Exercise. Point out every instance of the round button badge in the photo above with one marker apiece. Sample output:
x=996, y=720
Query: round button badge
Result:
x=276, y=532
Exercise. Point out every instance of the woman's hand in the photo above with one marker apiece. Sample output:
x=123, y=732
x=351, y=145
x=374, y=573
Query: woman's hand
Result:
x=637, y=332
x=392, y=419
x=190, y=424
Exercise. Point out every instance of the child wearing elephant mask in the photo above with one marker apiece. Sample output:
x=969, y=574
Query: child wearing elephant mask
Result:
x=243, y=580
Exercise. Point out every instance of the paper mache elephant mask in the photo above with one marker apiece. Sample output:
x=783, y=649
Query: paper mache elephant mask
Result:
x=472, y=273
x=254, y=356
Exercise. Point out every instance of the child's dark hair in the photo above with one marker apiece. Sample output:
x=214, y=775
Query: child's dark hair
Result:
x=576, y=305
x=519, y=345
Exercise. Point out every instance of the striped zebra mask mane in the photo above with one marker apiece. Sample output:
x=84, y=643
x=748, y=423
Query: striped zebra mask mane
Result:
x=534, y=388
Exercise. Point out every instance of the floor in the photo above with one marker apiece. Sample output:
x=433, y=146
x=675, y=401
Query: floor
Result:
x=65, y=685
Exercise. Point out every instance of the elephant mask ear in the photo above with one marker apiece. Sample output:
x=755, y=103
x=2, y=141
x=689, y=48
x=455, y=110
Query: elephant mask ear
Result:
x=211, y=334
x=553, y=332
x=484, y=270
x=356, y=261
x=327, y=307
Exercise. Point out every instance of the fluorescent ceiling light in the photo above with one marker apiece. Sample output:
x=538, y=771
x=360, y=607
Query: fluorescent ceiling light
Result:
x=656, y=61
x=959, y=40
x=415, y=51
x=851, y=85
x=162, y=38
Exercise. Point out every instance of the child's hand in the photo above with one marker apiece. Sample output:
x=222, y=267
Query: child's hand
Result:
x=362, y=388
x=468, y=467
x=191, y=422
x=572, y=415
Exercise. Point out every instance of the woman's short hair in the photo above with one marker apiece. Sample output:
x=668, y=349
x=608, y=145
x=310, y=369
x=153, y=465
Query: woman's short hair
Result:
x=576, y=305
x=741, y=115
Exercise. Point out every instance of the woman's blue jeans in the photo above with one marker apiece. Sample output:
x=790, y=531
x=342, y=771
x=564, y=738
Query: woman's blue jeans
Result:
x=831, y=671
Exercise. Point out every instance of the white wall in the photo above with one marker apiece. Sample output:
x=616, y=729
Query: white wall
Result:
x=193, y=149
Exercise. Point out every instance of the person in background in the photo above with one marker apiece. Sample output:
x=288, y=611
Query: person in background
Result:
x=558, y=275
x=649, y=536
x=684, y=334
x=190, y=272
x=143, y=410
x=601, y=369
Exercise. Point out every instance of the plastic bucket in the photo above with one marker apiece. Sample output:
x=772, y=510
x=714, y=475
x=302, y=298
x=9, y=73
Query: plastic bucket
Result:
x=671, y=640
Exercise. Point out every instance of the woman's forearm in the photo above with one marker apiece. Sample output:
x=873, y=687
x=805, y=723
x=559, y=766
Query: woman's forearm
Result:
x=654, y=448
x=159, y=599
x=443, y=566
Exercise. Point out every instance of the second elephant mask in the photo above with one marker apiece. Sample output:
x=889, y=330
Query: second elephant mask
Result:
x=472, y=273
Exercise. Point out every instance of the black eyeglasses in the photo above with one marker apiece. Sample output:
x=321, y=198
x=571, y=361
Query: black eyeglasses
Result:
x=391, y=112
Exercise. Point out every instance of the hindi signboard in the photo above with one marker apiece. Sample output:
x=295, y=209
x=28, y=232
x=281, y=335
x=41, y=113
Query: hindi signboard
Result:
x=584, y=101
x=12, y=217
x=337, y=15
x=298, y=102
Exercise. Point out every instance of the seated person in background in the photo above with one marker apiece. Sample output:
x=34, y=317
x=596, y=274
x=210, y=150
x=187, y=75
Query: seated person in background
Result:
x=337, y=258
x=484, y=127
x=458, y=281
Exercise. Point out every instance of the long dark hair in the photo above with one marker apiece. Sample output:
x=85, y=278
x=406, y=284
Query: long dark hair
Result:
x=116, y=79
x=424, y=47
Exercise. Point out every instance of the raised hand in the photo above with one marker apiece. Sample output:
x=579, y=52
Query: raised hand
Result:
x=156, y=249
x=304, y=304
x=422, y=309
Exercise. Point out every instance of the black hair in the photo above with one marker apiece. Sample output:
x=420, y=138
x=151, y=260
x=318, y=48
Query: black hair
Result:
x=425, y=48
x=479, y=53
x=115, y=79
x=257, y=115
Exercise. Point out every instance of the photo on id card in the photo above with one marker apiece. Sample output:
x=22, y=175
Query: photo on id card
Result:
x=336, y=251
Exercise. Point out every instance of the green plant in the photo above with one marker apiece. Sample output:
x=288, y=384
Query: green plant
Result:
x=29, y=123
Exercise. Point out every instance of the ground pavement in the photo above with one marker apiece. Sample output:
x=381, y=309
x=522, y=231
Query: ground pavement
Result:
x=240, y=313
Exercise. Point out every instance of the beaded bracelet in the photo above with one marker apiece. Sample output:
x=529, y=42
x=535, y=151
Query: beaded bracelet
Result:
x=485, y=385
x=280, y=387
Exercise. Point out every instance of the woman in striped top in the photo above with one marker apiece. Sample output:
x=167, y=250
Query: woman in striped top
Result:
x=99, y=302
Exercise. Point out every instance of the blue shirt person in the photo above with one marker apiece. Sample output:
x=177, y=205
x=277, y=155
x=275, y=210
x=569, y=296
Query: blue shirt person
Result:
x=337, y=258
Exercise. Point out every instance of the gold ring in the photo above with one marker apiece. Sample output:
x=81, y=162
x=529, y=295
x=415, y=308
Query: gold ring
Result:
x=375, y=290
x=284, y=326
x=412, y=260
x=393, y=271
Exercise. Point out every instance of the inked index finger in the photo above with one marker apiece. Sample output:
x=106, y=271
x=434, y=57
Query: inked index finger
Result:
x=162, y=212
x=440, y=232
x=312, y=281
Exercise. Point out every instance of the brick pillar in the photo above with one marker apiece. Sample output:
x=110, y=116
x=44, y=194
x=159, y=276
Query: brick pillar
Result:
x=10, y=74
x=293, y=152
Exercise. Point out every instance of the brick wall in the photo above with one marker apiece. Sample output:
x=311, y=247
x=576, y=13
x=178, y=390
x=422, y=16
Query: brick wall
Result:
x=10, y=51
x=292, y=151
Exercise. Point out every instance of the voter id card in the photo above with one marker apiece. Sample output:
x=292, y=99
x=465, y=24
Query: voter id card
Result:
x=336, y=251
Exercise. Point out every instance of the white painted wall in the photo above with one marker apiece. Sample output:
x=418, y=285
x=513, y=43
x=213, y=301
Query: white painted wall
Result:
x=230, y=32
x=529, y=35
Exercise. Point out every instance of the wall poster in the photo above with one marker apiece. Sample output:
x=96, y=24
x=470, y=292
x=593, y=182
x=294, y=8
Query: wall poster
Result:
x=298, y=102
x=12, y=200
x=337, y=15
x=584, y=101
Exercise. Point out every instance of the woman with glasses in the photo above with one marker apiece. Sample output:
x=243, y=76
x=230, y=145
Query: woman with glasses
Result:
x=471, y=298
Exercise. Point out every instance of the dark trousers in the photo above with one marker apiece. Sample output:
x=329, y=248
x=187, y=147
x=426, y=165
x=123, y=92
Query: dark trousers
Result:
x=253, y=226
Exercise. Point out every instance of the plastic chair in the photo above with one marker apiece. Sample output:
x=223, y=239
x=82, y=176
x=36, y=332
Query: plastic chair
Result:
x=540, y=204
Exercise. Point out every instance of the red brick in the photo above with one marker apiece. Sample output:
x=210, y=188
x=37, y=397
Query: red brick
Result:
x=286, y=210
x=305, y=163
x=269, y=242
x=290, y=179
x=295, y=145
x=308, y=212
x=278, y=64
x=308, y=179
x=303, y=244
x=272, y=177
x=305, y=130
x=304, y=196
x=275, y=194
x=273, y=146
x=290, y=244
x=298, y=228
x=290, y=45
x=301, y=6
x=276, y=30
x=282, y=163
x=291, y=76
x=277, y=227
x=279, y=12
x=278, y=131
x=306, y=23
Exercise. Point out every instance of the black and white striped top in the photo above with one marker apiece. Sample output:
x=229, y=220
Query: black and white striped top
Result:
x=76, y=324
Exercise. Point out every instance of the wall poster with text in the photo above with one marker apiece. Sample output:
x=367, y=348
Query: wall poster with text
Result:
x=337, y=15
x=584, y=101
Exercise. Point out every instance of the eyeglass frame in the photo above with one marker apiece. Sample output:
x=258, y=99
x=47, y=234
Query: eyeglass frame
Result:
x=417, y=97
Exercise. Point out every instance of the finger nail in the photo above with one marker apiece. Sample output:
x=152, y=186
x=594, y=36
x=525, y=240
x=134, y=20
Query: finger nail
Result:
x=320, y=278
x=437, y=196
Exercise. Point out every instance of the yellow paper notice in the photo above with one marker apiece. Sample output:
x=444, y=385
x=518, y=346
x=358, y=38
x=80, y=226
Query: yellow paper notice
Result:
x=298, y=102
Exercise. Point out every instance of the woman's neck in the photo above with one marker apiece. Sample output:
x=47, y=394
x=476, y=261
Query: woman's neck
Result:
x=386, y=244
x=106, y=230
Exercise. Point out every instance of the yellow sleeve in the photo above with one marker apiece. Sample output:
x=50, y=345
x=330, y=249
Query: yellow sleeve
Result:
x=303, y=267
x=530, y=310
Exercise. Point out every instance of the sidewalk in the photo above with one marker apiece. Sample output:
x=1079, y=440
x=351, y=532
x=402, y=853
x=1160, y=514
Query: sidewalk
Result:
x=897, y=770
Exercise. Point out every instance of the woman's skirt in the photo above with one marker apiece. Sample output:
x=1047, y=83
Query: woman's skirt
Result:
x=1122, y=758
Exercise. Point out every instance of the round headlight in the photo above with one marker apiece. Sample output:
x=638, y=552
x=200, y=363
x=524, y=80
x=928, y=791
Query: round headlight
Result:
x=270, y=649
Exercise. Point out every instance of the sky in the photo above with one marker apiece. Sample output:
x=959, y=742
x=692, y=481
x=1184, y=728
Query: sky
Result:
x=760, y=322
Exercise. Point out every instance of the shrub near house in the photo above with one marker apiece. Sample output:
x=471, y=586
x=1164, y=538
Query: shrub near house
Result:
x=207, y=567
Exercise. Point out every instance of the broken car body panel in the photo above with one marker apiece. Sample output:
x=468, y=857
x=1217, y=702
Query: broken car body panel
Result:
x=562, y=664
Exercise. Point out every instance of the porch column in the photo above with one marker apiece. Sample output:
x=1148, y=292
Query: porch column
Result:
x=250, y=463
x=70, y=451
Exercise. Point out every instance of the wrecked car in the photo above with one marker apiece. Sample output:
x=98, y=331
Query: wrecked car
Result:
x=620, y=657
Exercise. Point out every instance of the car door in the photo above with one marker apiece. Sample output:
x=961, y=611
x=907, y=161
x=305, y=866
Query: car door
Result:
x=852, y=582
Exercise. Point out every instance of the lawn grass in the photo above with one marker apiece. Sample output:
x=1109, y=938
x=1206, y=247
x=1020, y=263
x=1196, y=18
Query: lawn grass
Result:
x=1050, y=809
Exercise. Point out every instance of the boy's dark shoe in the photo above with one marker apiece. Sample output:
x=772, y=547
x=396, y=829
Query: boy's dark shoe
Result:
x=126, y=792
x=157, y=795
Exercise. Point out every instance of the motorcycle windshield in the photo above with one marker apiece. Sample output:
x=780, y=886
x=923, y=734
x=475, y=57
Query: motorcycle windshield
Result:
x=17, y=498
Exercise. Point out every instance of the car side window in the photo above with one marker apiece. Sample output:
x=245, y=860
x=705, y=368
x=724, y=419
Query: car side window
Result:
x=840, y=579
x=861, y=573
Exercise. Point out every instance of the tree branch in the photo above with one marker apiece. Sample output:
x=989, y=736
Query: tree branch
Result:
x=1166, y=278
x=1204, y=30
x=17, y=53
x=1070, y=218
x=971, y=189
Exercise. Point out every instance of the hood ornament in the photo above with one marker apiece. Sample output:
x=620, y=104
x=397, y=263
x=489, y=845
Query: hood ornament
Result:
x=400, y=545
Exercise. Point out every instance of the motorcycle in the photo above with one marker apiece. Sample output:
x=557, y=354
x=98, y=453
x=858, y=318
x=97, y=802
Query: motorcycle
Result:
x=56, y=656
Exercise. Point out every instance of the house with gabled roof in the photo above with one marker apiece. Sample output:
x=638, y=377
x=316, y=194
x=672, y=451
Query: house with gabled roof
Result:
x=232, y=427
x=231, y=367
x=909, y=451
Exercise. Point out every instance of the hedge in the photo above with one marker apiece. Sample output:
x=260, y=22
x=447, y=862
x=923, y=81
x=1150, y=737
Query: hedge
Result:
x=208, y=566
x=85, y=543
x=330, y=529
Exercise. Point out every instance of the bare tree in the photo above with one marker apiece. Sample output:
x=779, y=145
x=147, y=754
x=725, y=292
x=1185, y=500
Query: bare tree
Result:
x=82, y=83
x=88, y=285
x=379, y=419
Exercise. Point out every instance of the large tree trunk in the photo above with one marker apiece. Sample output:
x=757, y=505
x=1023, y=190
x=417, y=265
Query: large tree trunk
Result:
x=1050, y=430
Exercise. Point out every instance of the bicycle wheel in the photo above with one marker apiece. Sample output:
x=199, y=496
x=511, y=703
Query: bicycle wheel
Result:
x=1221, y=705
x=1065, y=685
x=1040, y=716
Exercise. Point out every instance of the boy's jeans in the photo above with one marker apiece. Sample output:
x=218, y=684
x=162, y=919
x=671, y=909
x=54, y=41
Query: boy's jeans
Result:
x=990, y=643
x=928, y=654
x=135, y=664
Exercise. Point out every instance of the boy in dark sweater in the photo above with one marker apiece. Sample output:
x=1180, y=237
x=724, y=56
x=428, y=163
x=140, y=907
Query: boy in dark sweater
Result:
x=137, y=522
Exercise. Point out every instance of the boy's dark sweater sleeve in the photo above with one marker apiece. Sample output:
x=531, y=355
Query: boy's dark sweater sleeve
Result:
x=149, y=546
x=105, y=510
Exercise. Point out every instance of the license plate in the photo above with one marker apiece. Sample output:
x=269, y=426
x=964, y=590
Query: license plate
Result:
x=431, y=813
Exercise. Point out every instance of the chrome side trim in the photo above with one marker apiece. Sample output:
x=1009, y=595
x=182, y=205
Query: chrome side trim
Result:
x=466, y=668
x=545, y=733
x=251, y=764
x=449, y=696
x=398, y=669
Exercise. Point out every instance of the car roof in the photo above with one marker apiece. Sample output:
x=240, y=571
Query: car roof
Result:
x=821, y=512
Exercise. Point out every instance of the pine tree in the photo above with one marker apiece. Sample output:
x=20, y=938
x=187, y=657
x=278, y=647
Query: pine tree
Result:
--------
_Assignment_
Going through the data above, state how many lines include the word "large"; only that number is needed.

_Exercise result_
2